Exercise aim: Number the lines of the rows below as a list, from the line containing "form [(4, 761)]." through the line containing "[(1001, 456)]", both lines included. Skip any blank lines.
>> Begin The records
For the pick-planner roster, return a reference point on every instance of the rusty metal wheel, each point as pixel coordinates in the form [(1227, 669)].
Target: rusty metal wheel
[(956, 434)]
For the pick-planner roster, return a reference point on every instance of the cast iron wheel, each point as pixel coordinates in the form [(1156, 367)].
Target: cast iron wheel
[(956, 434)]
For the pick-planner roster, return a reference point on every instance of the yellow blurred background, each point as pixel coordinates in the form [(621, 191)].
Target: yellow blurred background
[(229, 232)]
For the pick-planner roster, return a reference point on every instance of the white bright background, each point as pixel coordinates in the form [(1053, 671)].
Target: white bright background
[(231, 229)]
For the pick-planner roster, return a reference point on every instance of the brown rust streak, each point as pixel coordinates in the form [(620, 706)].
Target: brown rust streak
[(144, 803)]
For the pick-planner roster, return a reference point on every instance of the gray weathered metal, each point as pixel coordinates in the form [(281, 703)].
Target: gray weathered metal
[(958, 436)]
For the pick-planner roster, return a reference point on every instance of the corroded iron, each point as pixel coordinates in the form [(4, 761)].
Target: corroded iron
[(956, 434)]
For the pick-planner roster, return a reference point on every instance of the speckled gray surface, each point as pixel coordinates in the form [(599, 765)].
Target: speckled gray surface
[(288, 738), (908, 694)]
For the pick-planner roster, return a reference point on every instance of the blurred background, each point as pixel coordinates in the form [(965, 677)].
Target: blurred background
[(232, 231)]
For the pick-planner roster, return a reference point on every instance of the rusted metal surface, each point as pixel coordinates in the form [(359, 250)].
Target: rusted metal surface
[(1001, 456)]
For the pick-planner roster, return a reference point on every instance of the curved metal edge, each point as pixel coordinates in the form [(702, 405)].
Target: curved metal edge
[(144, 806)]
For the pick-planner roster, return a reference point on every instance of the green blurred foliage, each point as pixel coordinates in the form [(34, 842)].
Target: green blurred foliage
>> End The records
Solution:
1. For the pick-planner roster, return a reference point on every instance of the corroded iron, each point as pixel coordinates in the form [(4, 761)].
2. Target: corroded iron
3. [(956, 434)]
4. For the pick-planner roster, return a reference point on every instance of the speckled gray surface, each point as pixel coordinates in the form [(599, 765)].
5. Target: speckled gray surface
6. [(288, 738), (908, 694)]
7. For the pick-planner roster, return a reference point on every instance of the blurred background, each point as pixel coordinates in the form [(965, 677)].
8. Target: blurred background
9. [(232, 231)]
10. For the pick-planner roster, return a reference point on every instance of the rusted metal surface, each point as pixel coordinates in the form [(359, 250)].
11. Target: rusted metal surface
12. [(1001, 456)]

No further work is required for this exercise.